Last updated: May 13, 2024

1.0 About this Document

The purpose of this document is to help users prepare their server and install the IPU Platform F2000X-PL. After reviewing this document, a user shall be able to:

  • Set up their server environment according to the Best Known Configuration (BKC)
  • Install an F2000X device into a supported server platform
  • Attach all required peripherals

1.1 Audience

The information in this document is intended for customers evaluating the IPU Platform F2000X-PL. The card is an acceleration development platform (ADP) intended to be used as a starting point for evaluation and development. This document will cover key topics related to server bring-up and physical platform installation, with links for deeper dives on the topics discussed therein.

Note: Code command blocks are used throughout the document. Comments are preceded with '#'. Full command output may not be shown.

Table 1: Terminology

Term Description
AER Advanced Error Reporting, The PCIe AER driver is the extended PCI Express error reporting capability providing more robust error reporting.
AFU Accelerator Functional Unit, Hardware Accelerator implemented in FPGA logic which offloads a computational operation for an application from the CPU to improve performance. Note: An AFU region is the part of the design where an AFU may reside. This AFU may or may not be a partial reconfiguration region
BBB Basic Building Block, Features within an AFU or part of an FPGA interface that can be reused across designs. These building blocks do not have stringent interface requirements like the FIM's AFU and host interface requires. All BBBs must have a (globally unique identifier) GUID.
BKC Best Known Configuration, The exact hardware configuration Intel has optimized and validated the solution against.
BMC Board Management Controller, Acts as the Root of Trust (RoT) on the Intel FPGA PAC platform. Supports features such as power sequence management and board monitoring through on-board sensors.
CSR Command/status registers (CSR) and software interface, OFS uses a defined set of CSR's to expose the functionality of the FPGA to the host software.
DFL Device Feature List, A concept inherited from OFS. The DFL drivers provide support for FPGA devices that are designed to support the Device Feature List. The DFL, which is implemented in RTL, consists of a self-describing data structure in PCI BAR space that allows the DFL driver to automatically load the drivers required for a given FPGA configuration.

═══

→ **REQUIRED WORK**
**A)** Add 65 to every number in the answer coordinates of the entries, starting with the line that contains "of the frying" and going on through the end of the entries. Write all of those lines out again, request lines included.
**B)** Pick up the IPU Platform F2000X-PL installation guide after its last line and continue it.

═══

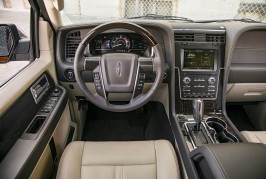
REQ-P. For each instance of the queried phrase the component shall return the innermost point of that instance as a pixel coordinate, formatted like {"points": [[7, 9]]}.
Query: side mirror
{"points": [[9, 38]]}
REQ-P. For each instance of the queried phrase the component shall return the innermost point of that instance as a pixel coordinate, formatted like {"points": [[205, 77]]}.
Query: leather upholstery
{"points": [[115, 160], [255, 136]]}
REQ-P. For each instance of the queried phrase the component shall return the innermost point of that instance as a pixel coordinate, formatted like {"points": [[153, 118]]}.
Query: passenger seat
{"points": [[255, 136]]}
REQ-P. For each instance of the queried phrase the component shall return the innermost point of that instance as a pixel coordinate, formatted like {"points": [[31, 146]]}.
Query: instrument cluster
{"points": [[119, 43]]}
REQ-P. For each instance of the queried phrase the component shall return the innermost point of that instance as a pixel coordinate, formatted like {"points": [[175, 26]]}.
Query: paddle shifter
{"points": [[198, 108]]}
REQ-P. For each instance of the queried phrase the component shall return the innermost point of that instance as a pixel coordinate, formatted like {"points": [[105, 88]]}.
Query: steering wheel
{"points": [[119, 72]]}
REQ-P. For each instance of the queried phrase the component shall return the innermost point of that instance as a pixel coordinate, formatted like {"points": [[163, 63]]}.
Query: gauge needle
{"points": [[117, 45]]}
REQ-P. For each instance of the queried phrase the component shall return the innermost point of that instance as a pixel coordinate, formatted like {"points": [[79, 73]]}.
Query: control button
{"points": [[186, 80], [96, 76], [69, 74], [55, 95], [45, 110], [56, 90], [211, 80], [142, 76]]}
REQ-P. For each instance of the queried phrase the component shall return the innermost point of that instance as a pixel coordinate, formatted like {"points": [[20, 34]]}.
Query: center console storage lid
{"points": [[230, 160]]}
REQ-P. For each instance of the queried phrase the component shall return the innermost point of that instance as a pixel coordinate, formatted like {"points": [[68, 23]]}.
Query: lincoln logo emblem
{"points": [[118, 68]]}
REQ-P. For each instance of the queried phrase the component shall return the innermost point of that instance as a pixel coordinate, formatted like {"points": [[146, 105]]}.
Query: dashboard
{"points": [[119, 43]]}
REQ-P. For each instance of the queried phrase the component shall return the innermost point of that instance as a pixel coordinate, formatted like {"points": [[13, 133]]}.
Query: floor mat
{"points": [[147, 123], [239, 117]]}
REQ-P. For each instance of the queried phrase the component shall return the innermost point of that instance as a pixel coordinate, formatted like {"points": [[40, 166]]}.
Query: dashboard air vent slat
{"points": [[73, 40], [216, 38], [184, 37]]}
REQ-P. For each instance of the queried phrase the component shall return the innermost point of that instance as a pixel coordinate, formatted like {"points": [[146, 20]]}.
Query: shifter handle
{"points": [[198, 108]]}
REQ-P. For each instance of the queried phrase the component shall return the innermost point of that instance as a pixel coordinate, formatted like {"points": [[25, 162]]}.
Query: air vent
{"points": [[218, 38], [184, 37], [73, 40]]}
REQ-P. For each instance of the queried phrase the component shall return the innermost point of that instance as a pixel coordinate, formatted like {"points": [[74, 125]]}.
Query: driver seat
{"points": [[117, 160]]}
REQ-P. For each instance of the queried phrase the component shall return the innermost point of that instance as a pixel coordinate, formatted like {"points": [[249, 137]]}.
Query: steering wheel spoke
{"points": [[90, 63], [98, 82]]}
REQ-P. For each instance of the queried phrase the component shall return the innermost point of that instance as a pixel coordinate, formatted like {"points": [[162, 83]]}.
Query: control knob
{"points": [[211, 80], [186, 80]]}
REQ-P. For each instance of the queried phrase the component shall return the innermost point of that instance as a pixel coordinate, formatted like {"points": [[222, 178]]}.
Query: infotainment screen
{"points": [[198, 59]]}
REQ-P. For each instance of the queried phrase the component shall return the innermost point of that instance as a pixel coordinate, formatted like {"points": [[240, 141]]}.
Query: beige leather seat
{"points": [[115, 160], [255, 136]]}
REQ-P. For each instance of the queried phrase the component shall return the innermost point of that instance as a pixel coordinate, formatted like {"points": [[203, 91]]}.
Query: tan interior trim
{"points": [[12, 90]]}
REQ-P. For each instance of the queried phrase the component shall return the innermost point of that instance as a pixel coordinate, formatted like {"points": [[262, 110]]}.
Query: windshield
{"points": [[82, 11]]}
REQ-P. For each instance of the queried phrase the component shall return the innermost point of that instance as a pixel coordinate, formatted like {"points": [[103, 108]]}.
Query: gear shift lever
{"points": [[198, 108]]}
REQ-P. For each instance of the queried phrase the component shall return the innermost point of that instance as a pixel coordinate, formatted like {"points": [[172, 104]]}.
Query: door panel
{"points": [[28, 127]]}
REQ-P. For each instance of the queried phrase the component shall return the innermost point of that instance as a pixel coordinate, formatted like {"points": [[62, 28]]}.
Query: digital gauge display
{"points": [[198, 59]]}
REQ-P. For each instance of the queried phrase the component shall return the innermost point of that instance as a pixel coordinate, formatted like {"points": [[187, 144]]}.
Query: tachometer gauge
{"points": [[120, 43]]}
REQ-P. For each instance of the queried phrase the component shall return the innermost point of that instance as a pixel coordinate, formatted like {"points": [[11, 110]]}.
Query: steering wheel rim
{"points": [[100, 99]]}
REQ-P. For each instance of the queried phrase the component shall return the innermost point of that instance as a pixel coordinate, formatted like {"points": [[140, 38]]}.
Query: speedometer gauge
{"points": [[120, 43]]}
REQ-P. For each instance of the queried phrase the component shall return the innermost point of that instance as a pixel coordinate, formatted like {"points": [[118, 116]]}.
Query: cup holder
{"points": [[218, 130]]}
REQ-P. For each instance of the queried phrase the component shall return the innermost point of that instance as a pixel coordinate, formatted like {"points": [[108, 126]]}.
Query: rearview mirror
{"points": [[8, 38]]}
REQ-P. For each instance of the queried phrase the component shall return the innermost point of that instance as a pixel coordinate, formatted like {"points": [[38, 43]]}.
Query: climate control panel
{"points": [[198, 86]]}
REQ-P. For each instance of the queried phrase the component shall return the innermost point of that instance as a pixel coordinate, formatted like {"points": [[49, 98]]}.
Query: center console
{"points": [[199, 68]]}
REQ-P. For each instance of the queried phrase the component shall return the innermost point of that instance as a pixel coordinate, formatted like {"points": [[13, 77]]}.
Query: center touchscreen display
{"points": [[198, 59]]}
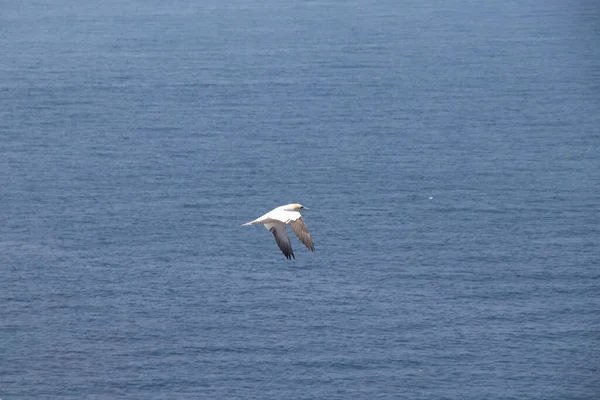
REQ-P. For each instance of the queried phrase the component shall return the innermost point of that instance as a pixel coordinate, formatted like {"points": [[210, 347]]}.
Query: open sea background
{"points": [[449, 150]]}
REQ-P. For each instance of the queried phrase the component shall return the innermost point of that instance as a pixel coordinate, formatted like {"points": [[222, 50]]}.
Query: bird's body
{"points": [[276, 220]]}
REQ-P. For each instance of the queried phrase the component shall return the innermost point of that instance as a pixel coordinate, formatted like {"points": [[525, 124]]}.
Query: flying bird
{"points": [[276, 220]]}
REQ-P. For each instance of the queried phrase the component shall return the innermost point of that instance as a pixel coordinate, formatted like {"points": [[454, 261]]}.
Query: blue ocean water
{"points": [[449, 152]]}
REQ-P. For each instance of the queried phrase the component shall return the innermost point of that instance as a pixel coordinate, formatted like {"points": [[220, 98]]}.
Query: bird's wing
{"points": [[301, 231], [282, 238]]}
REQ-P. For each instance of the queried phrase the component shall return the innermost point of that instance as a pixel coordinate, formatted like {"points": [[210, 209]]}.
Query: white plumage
{"points": [[276, 220]]}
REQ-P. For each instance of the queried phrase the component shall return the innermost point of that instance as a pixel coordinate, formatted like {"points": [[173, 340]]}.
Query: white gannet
{"points": [[275, 221]]}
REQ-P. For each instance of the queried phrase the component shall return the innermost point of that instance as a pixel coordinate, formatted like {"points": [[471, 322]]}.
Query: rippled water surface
{"points": [[449, 152]]}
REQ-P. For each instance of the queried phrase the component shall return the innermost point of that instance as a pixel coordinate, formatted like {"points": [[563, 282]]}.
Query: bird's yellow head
{"points": [[295, 207]]}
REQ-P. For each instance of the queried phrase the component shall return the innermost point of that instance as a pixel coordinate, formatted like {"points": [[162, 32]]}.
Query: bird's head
{"points": [[295, 207]]}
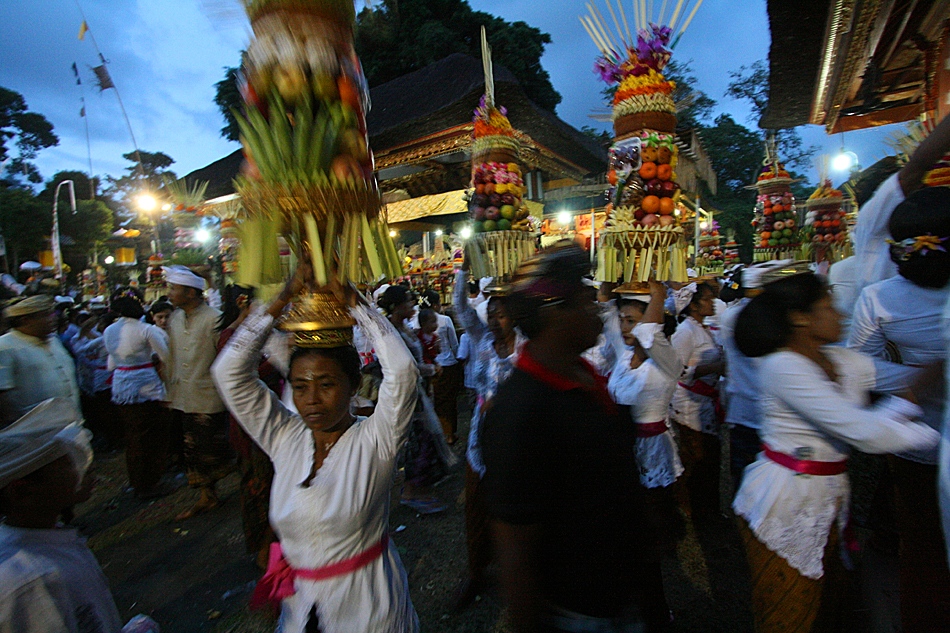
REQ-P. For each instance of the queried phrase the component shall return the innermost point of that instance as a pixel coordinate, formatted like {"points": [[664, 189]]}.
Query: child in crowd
{"points": [[51, 581]]}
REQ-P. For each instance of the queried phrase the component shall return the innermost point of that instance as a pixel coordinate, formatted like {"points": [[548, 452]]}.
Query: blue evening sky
{"points": [[166, 55]]}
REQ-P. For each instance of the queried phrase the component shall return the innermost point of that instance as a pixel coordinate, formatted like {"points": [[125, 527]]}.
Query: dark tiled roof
{"points": [[798, 32], [437, 97]]}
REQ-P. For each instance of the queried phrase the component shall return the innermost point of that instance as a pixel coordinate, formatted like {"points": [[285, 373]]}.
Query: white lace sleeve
{"points": [[652, 339], [256, 408], [884, 428], [397, 393]]}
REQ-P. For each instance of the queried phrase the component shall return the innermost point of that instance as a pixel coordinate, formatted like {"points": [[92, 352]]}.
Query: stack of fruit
{"points": [[497, 203], [710, 253], [504, 234], [642, 237], [730, 253], [309, 171], [775, 220], [826, 221]]}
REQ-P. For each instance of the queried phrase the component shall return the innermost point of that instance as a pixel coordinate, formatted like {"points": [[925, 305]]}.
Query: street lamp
{"points": [[146, 202], [844, 161]]}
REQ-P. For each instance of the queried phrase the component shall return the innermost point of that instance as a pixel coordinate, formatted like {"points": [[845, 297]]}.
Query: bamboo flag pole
{"points": [[676, 12], [487, 68], [616, 23], [626, 26], [602, 23], [690, 18]]}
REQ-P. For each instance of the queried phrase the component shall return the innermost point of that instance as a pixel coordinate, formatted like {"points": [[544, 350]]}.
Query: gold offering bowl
{"points": [[318, 319]]}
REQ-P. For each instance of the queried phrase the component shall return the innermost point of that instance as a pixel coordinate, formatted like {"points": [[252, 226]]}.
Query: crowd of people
{"points": [[599, 416]]}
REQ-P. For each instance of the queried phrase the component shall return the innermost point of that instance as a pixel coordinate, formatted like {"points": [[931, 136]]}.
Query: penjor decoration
{"points": [[503, 233], [309, 172], [642, 237]]}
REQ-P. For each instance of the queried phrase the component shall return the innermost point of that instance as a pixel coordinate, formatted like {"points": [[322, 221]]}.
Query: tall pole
{"points": [[57, 253], [696, 231]]}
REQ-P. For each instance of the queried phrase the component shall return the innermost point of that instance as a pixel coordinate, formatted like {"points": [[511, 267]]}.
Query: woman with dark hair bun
{"points": [[695, 406], [138, 391], [815, 406], [901, 319], [427, 455], [335, 568]]}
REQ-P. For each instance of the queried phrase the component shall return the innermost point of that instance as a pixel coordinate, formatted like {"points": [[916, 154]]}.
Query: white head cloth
{"points": [[182, 276], [49, 431], [683, 296], [752, 276], [379, 293]]}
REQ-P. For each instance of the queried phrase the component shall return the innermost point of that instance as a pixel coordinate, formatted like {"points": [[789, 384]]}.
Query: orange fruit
{"points": [[648, 171], [650, 204]]}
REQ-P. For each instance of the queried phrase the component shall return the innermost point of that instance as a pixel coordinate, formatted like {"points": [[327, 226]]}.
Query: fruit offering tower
{"points": [[826, 222], [309, 172], [642, 236], [710, 257], [503, 233], [775, 221]]}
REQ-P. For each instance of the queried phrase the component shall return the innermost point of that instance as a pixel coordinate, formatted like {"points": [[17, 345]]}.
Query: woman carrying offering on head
{"points": [[793, 501], [695, 407], [335, 569]]}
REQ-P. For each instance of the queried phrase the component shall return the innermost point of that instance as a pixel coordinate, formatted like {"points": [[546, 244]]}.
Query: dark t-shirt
{"points": [[563, 458]]}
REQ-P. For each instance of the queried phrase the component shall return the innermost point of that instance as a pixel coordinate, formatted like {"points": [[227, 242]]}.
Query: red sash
{"points": [[804, 466], [278, 581], [705, 389], [650, 429]]}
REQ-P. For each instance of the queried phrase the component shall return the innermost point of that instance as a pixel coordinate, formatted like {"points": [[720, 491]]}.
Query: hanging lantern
{"points": [[125, 256], [46, 259]]}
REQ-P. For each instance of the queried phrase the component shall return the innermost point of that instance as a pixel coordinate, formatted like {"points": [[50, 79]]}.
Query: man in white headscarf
{"points": [[195, 402], [34, 365], [51, 582]]}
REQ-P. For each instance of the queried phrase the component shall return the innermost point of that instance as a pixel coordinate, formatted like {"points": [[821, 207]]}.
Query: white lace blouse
{"points": [[807, 416], [647, 390], [695, 346], [132, 343], [345, 509]]}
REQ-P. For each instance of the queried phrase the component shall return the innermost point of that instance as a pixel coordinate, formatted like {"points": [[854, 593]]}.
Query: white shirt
{"points": [[448, 341], [807, 416], [31, 371], [131, 343], [909, 317], [345, 509], [488, 370], [647, 390], [193, 341], [741, 388], [871, 251], [842, 276], [465, 354], [52, 584], [695, 346], [92, 363]]}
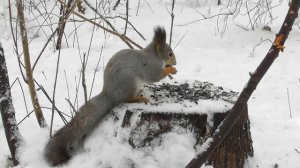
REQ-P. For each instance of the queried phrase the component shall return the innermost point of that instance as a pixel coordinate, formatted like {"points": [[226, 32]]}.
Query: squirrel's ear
{"points": [[159, 40]]}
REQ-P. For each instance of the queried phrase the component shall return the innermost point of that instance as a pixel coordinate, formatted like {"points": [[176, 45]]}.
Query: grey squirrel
{"points": [[124, 75]]}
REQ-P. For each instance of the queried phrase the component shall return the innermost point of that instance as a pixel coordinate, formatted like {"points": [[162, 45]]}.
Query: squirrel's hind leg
{"points": [[137, 99]]}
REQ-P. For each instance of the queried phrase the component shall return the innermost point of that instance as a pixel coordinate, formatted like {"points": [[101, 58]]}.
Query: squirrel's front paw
{"points": [[170, 70]]}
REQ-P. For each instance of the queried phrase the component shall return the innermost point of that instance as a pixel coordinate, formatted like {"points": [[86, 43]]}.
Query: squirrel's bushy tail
{"points": [[69, 138]]}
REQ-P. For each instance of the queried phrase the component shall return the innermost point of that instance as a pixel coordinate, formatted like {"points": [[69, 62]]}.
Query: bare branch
{"points": [[31, 86]]}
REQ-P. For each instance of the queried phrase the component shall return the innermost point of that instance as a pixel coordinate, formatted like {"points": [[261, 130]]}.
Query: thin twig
{"points": [[95, 71], [83, 81], [172, 22], [127, 15], [123, 37], [24, 99], [288, 95], [54, 91]]}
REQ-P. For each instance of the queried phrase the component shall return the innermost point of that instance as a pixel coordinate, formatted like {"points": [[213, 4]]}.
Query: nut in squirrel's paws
{"points": [[170, 70]]}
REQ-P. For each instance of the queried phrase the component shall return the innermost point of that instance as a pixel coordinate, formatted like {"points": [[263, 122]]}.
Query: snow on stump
{"points": [[193, 107]]}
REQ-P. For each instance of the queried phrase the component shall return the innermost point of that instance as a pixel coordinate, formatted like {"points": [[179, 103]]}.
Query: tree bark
{"points": [[31, 86], [255, 78], [12, 133]]}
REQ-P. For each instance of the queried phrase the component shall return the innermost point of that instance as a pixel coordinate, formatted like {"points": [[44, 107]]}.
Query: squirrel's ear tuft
{"points": [[159, 40]]}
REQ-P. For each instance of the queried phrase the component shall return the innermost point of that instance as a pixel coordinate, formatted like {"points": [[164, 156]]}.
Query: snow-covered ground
{"points": [[205, 54]]}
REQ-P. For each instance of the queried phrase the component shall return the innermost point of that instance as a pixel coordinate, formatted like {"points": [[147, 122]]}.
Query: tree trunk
{"points": [[12, 133], [255, 78]]}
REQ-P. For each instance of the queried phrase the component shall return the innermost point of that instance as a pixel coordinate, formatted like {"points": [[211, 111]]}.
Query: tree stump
{"points": [[191, 116]]}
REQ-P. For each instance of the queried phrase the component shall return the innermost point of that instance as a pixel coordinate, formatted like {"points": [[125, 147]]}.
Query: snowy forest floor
{"points": [[205, 53]]}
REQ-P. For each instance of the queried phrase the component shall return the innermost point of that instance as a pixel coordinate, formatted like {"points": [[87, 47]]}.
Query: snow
{"points": [[205, 53]]}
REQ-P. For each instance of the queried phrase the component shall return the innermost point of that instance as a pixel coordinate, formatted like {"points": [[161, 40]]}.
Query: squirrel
{"points": [[124, 75]]}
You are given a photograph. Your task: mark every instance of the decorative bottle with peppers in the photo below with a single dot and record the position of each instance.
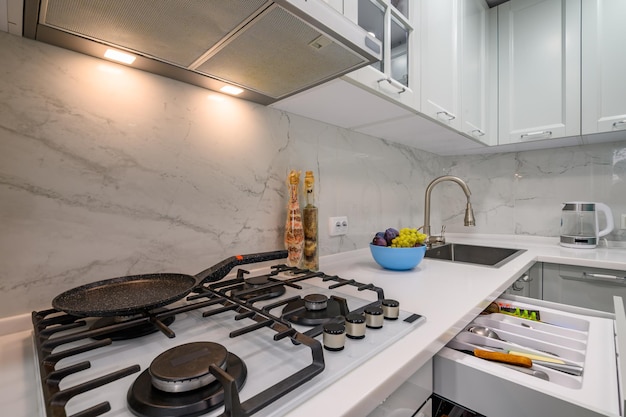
(310, 259)
(294, 234)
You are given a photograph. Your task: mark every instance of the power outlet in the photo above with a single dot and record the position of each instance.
(338, 226)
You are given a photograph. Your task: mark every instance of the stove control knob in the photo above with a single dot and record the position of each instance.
(355, 326)
(374, 317)
(315, 302)
(334, 336)
(391, 309)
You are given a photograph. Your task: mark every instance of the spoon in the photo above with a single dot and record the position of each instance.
(487, 332)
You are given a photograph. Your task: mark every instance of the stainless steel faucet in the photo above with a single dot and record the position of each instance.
(469, 213)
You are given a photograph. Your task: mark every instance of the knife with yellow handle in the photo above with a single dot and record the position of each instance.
(556, 364)
(504, 358)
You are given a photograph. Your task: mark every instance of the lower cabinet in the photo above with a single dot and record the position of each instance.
(587, 383)
(592, 288)
(530, 284)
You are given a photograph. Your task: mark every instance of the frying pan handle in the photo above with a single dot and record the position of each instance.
(220, 270)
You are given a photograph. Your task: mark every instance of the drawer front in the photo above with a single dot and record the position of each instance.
(495, 390)
(583, 287)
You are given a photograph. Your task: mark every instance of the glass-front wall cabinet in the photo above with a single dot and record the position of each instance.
(396, 76)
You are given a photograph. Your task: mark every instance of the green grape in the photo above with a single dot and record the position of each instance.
(408, 238)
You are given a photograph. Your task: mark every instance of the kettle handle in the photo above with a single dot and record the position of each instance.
(608, 214)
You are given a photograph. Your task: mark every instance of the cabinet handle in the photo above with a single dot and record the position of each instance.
(620, 124)
(602, 276)
(518, 285)
(530, 135)
(444, 115)
(401, 88)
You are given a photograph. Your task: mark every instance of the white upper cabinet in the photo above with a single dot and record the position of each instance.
(604, 66)
(440, 89)
(539, 69)
(455, 66)
(478, 71)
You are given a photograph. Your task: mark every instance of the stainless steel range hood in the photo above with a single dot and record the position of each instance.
(272, 49)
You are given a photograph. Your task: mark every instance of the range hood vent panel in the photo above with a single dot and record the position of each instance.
(246, 60)
(177, 32)
(271, 48)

═══

→ **ANSWERS FOR THIS EXERCISE**
**A)**
You are given a photograph. Your task: mark every instance of the frying pan handle in the photo above with a single dot and record the position of each instance.
(285, 335)
You are given a photograph. Your task: mark every instance of the drawer front in the photo above with a single dot and record the position of each instance.
(560, 455)
(648, 352)
You are given a photograph. Your task: mark every instance of the glass-front wall cabinet in the photo above with a single dot and record the position of each instance.
(461, 141)
You are given a photograph. Your task: mark every instance of the green grape in the photo above with a single dot and record the position of each instance.
(473, 303)
You are given a photograph. Your task: mark every instance of the kettle handle in the photo above with a single dot and record the position of each instance.
(673, 279)
You are given a photograph. Your task: mark every instance of the cabinet handle in the photo above with a single dot and record the position of each instance.
(685, 189)
(667, 341)
(583, 350)
(595, 200)
(509, 180)
(466, 153)
You are given a photograph. Your task: mark every instance of the white upper cabinet in the photo above with a single dot and record the position of each instance.
(669, 131)
(505, 154)
(604, 134)
(520, 131)
(543, 136)
You are given a photograph. Your task: mark every instance of the stainless steel range hood in the photo above with a single dot and record the position of each instance.
(337, 114)
You are given a photograph. Your task: mark every instance of the range hood vent panel in the photo above with a single dot and record the position of each instance.
(311, 125)
(242, 97)
(336, 113)

**B)**
FIM FPGA Interface Manager, Provides platform management, functionality, clocks, resets and standard interfaces to host and AFUs. The FIM resides in the static region of the FPGA and contains the FPGA Management Engine (FME) and I/O ring.
FME FPGA Management Engine, Provides a way to manage the platform and enable acceleration functions on the platform.
HEM Host Exerciser Module, Host exercisers are used to exercise and characterize the various host-FPGA interactions, including Memory Mapped Input/Output (MMIO), data transfer from host to FPGA, PR, host to FPGA memory, etc.
Intel VT-d Intel Virtualization Technology for Directed I/O, Extension of the VT-x and VT-I processor virtualization technologies which adds new support for I/O device virtualization.
IOCTL Input/Output Control, System calls used to manipulate underlying device parameters of special files.
JTAG Joint Test Action Group, Refers to the IEEE 1149.1 JTAG standard; Another FPGA configuration methodology.
MMIO Memory Mapped Input/Output, Users may map and access both control registers and system memory buffers with accelerators.
OFS Open FPGA Stack, A modular collection of hardware platform components, open source software, and broad ecosystem support that provides a standard and scalable model for AFU and software developers to optimize and reuse their designs.
OPAE SDK Open Programmable Acceleration Engine Software Development Kit, A collection of libraries and tools to facilitate the development of software applications and accelerators using OPAE.
PAC Programmable Acceleration Card: FPGA based Accelerator card
PIM Platform Interface Manager, An interface manager that comprises two components: a configurable platform specific interface for board developers and a collection of shims that AFU developers can use to handle clock crossing, response sorting, buffering and different protocols.
PR Partial Reconfiguration, The ability to dynamically reconfigure a portion of an FPGA while the remaining FPGA design continues to function. In the context of Intel FPGA PAC, a PR bitstream refers to an Intel FPGA PAC AFU. Refer to Partial Reconfiguration support page.
RSU Remote System Update, A Remote System Update operation sends an instruction to the Intel FPGA PAC D5005 device that triggers a power cycle of the card only, forcing reconfiguration.
SR-IOV Single-Root Input-Output Virtualization, Allows the isolation of PCI Express resources for manageability and performance.
TB Testbench, Testbench or Verification Environment is used to check the functional correctness of the Design Under Test (DUT) by generating and driving a predefined input sequence to a design, capturing the design output and comparing with-respect-to expected output.
UVM Universal Verification Methodology, A modular, reusable, and scalable testbench structure via an API framework.
VFIO Virtual Function Input/Output, An IOMMU/device agnostic framework for exposing direct device access to user space.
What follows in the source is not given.